▸ **SELECTED PASSAGE**
▶

Friday, September 11, 2009

Difficulties on Mars

I am writing a story promised to a theme anthology: teens on Mars. The restrictions are few, just that the story be SF, not fantasy, and that Earth has already established colonies on Mars. The time is from 100 to 1000 years from now. And I'm having difficulties.

Here is how I see it, and it would be great if someone out there can tell me where I'm going wrong: There are two alternatives. Either the story is basically character relationships, in which case it could probably just as well happen on a future Earth society. Or it concerns some specific aspect of the Martian environment, in which case I can't see how teenagers who grew up there are going to find it unusual or even interact with it significantly. Terraforming such as Kim Stanley Robinson did so magnificently in his Mars trilogy seems to me to take more space than I have in a short story. Teenagers do not make significant scientific discoveries, policy decisions, or explorations -- at least not in realistic stories. The adults in charge are not going to let sixteen-year-olds wander freely in such a hostile-to-humans environment.

I have finally come up with an idea for this story, but I'm uncertain about it. Earth is easier for me. Even space is easier. The Red Planet is hard.

18 comments:

Unknown said...

My first thought is that I agree that teenagers today don't make scientific discoveries. But 500 or 1000 years from now?
You never know.

My second is that if it's 500 or 1000 years from now why not assume the terraforming is already done?

Just some thoughts...

Andrew said...

I can't see how teenagers who grew up there are going to find it unusual...

Probably not. But why should they? Let them be blasé while the reader marvels.

...or even interact with it significantly

Let them get up to the usual. But instead of delinquent boys throwing snowballs at cars...what would that be on Mars? Instead of shopping at the mall, what do teen girls do on less commercialized planet to satisfy that need for socialization? And most importantly, is the ubiquitous Martian soil an unflattering hue for acne-prone skin? :)

It would be more difficult to force a 'hard' scifi story here than a soft one; I generally prefer the latter anyway, but you would know your audience better than I.

TheOFloinn said...

The adults in charge are not going to let sixteen-year-olds wander freely in such a hostile-to-humans environment.

Just so. And they will take that degree of control and self-restraint for granted, making a contrast with the more idle life of teeners today.

If, as the ancient sage once said, "Mars needs women!" then it may well be that teeners are expected to grow up faster, take adult responsibilities sooner than they do on Safe Earth. Look backward, O Pioneer! "There were no teenagers before suburbia." Men could wed at 14; women could wed at 12 - "husband-high," they called it. Renaissance teens were working dogs, someone once wrote, while suburbia teens are idle lapdogs, with all the craziness of the breed. The meme of the hormone-crazed teenager is coeval with suburbia.

◀

▸ **BRIEF 1**
According to the blog post on writing about Mars, what three kinds of things do teenagers not make, at least in realistic stories?
▸ **BRIEF 2**
Reproduce the records from the line holding "Return the outline of every instance of the rainbow" through the end of the records, inclusive, swapping "even-odd" for "nonzero" and leaving everything else as it is.

▸ **TASK MATERIAL**
▶

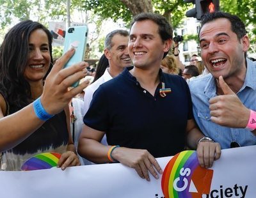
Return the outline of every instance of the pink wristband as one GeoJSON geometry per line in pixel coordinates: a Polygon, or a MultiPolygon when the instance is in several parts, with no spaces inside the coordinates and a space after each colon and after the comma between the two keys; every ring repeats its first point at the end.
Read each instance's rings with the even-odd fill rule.
{"type": "Polygon", "coordinates": [[[251,114],[248,123],[246,126],[246,129],[253,131],[256,129],[256,112],[251,110],[251,114]]]}

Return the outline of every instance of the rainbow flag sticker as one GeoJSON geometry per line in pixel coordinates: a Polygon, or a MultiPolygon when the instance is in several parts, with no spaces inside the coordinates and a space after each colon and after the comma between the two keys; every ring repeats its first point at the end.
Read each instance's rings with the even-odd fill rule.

◀

▸ **RESPONSE 1**
scientific discoveries
policy decisions
explorations

▸ **RESPONSE 2**
Return the outline of every instance of the rainbow flag sticker as one GeoJSON geometry per line in pixel coordinates: a Polygon, or a MultiPolygon when the instance is in several parts, with no spaces inside the coordinates and a space after each colon and after the comma between the two keys; every ring repeats its first point at the end.
Read each instance's rings with the nonzero fill rule.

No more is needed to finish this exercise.